How to complete this task:
After locating the line with "Note: spot the hot tub in", retype it and every later line exactly, stopping at the end of the records.

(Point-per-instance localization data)
---------------

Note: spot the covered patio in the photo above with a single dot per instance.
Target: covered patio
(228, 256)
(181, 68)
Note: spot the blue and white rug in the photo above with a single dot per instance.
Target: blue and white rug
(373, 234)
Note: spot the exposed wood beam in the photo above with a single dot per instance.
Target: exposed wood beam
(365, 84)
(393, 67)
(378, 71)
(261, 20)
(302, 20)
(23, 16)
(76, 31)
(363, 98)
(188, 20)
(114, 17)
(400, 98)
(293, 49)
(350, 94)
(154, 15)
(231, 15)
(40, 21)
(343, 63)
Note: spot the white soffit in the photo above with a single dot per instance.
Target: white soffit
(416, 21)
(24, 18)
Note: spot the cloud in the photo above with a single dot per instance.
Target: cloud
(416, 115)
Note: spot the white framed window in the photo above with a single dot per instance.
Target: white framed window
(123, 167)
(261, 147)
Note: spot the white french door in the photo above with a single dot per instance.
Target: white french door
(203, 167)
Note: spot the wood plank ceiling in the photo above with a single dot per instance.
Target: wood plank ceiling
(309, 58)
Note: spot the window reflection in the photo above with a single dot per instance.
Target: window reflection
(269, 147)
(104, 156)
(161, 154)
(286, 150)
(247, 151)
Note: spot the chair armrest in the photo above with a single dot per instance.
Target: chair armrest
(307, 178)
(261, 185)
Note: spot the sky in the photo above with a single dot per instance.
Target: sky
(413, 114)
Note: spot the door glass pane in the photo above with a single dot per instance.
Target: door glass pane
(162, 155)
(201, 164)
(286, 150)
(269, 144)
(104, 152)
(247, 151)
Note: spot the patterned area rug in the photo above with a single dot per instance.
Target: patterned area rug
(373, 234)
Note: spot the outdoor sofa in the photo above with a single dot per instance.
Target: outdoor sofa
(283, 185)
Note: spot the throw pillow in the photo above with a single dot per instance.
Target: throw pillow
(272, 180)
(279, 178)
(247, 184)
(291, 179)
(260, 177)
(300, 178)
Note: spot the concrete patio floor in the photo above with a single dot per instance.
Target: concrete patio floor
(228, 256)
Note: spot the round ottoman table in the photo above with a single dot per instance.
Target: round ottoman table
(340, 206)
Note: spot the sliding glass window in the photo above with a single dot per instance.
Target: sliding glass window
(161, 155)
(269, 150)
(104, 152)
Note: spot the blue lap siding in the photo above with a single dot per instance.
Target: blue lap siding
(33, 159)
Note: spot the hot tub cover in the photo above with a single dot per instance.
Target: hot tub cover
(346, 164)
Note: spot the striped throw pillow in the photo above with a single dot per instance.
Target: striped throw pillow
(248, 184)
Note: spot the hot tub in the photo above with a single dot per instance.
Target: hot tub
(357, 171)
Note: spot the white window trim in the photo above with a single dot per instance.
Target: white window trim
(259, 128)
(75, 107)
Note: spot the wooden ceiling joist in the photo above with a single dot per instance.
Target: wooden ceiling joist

---------------

Answer to this task:
Note: spot the hot tub in the photo above with a single dot per instance.
Target: hot tub
(357, 171)
Note: spot the white window trim in the photo above with a single dot per instance.
Target: white window trim
(259, 128)
(75, 107)
Note: spot the wooden ceiling joist in the photo above with a single dot per instance.
Target: wooden ceiling joist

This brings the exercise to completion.